◆ **Job 1**: According to the Disney analysis, by what percentage did Disney stock fall last year?

◆ **Excerpted text**:
----

Source: PaxForex Premium Analytics Portal, Fundamental Insight
This year is a special year for the Walt Disney Company, as 2023 is the centennial of the company's founding. The House of Mickey is one of the most successful entertainment companies in history, and despite recent adverse events, there is every reason to believe that this company will dominate the field for another century.
Last year, Disney stock fell 37%, failing to escape the pains of the recession and the subsequent sell-off in the stock market. This year, however, the company and investors have a lot to look forward to. Here are some reasons not to write off Disney this year.
Disney's streaming business has experienced ups and downs over the past 12 months as the company has focused all of its efforts on growing its subscriber base.
In Q4 of fiscal 2022, Disney's media and entertainment segment posted a 3% year-over-year decline in revenue to $12.7 billion and a 91% decline in operating income to $83 million. The significant decline came after Disney invested about $30 billion in content in 2022, working to develop its flagship streaming service, Disney+.

----

◆ **Job 2**: Replace "outline" with "contour" in the listing, from the line containing "# Mark the region of the dormer" through the end of the listing, and give those lines again with nothing else changed. Leave the pictures out.

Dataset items
----

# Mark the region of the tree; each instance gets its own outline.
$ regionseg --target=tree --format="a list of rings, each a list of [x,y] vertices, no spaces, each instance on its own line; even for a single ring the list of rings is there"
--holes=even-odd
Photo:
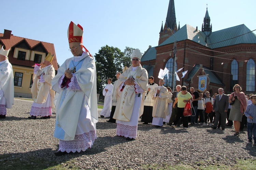
[[[122,59],[124,53],[117,47],[106,45],[95,56],[97,70],[97,92],[101,93],[108,78],[116,80],[116,74],[123,69]]]

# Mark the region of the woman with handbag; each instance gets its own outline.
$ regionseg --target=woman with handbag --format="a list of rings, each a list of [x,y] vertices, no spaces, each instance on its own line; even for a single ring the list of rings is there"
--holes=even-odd
[[[232,106],[230,109],[229,120],[234,121],[234,127],[236,133],[234,135],[239,135],[240,122],[242,121],[242,118],[247,106],[246,99],[244,93],[240,92],[242,88],[239,84],[236,84],[232,93],[229,98],[228,103]]]
[[[181,92],[179,93],[175,98],[175,102],[172,105],[173,108],[175,108],[175,105],[178,103],[178,110],[175,120],[173,122],[173,124],[171,127],[175,128],[177,124],[181,118],[183,119],[183,127],[185,129],[187,129],[188,127],[188,117],[184,117],[183,115],[184,109],[188,101],[191,100],[191,102],[193,102],[191,94],[187,91],[187,87],[183,86],[181,87]],[[189,101],[190,102],[190,101]]]

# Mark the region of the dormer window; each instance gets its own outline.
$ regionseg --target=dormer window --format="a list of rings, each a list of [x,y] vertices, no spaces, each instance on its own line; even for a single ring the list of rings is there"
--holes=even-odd
[[[34,58],[34,62],[40,63],[42,61],[42,55],[39,54],[35,54]]]
[[[17,59],[20,60],[25,60],[26,57],[26,52],[25,51],[19,51],[18,52],[18,57]]]

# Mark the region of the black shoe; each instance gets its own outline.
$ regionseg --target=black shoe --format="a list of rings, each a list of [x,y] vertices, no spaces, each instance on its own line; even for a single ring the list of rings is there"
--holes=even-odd
[[[0,119],[3,119],[5,118],[5,115],[0,115]]]
[[[68,153],[66,151],[61,152],[60,151],[59,151],[55,153],[54,155],[56,156],[62,156],[68,154]]]
[[[234,134],[234,135],[235,136],[239,136],[239,132],[236,132],[236,133]]]
[[[43,117],[41,117],[41,118],[40,118],[40,119],[50,119],[51,118],[50,117],[51,117],[50,116],[44,116]]]
[[[30,117],[28,117],[29,119],[37,119],[37,117],[36,116],[31,116]]]
[[[129,137],[127,137],[127,138],[126,138],[125,139],[126,139],[127,140],[129,140],[129,141],[131,141],[131,140],[133,140],[135,139],[134,138],[130,138]]]

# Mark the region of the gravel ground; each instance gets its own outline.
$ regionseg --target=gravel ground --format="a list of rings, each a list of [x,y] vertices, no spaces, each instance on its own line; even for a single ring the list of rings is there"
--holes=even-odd
[[[239,159],[255,159],[256,146],[248,143],[247,132],[234,136],[233,127],[223,131],[198,125],[185,130],[167,125],[156,128],[140,121],[137,139],[128,141],[116,136],[116,124],[100,117],[98,138],[91,149],[57,157],[54,153],[58,140],[53,136],[55,109],[49,119],[31,120],[28,117],[32,102],[15,99],[14,102],[6,118],[0,120],[0,167],[12,169],[11,162],[32,169],[60,164],[65,168],[84,169],[140,169],[148,165],[163,169],[179,165],[227,168]]]

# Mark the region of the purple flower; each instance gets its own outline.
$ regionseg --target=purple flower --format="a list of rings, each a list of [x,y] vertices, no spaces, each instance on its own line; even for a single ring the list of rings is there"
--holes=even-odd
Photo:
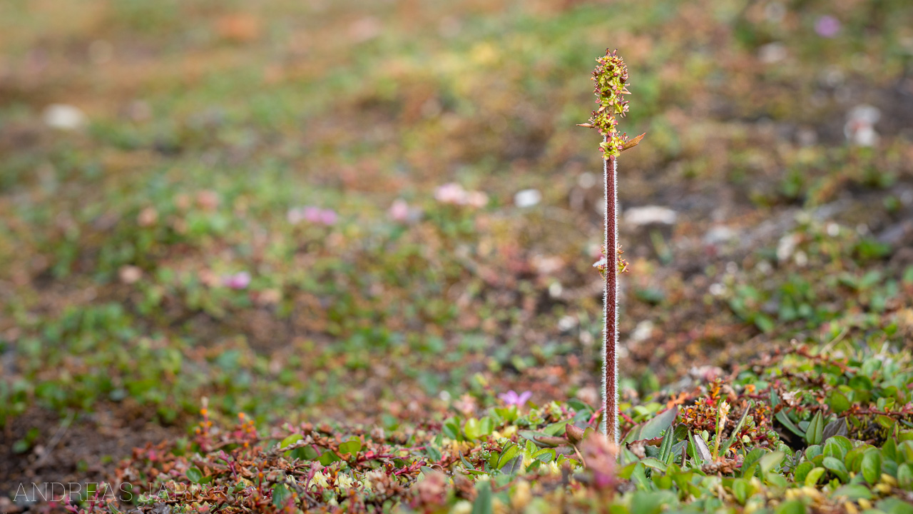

----

◆ **Full output 1**: Disney stock fell 37% last year.

◆ **Full output 2**:
# Mark the region of the dormer window; each instance gets its own contour.
$ regionseg --target=dormer window --format="a list of rings, each a list of [x,y] vertices, no spaces, each instance on its own line; even for a single ring the list of rings is there"
--holes=even-odd
[[[34,58],[34,62],[40,63],[42,61],[42,55],[39,54],[35,54]]]
[[[17,59],[20,60],[25,60],[26,57],[26,52],[25,51],[19,51],[18,52],[18,57]]]

# Mark the region of the black shoe; each instance gets its own contour.
$ regionseg --target=black shoe --format="a list of rings, each a list of [x,y] vertices, no spaces, each instance on its own line; even for a single ring the list of rings is there"
--holes=even-odd
[[[0,119],[3,119],[5,118],[5,115],[0,115]]]
[[[68,153],[66,151],[61,152],[60,151],[59,151],[55,153],[54,155],[56,156],[62,156],[68,154]]]
[[[234,134],[234,135],[235,136],[239,136],[239,132],[236,132],[236,133]]]
[[[43,117],[41,117],[41,118],[40,118],[40,119],[50,119],[51,118],[50,117],[51,117],[50,116],[44,116]]]
[[[30,117],[28,117],[29,119],[37,119],[37,117],[36,116],[31,116]]]
[[[129,137],[127,137],[127,138],[126,138],[125,139],[126,139],[127,140],[129,140],[129,141],[131,141],[131,140],[133,140],[135,139],[134,138],[130,138]]]

# Mark the region of the gravel ground; each instance gets its own contour.
$ regionseg --target=gravel ground --format="a list of rings, each a list of [x,y] vertices, no spaces, each instance on its own line; even for a single ring the list of rings is there"
--holes=even-odd
[[[239,159],[255,159],[256,146],[248,143],[247,132],[234,136],[233,127],[223,131],[198,125],[185,130],[167,125],[156,128],[140,121],[137,139],[128,141],[116,136],[116,124],[100,117],[98,138],[91,149],[57,157],[54,153],[58,140],[53,136],[55,109],[49,119],[31,120],[28,117],[32,102],[15,99],[14,102],[6,118],[0,120],[0,167],[12,169],[11,162],[32,169],[60,164],[65,168],[84,169],[140,169],[148,165],[163,169],[179,165],[227,168]]]

# Mark the region of the purple flower; each instance gets its own contour.
$ regionseg --target=purple flower --format="a list of rings, each a list of [x,y] vertices, no spaces, each instance on its own line; even for a single ring the list of rings is there"
--holes=even-odd
Photo:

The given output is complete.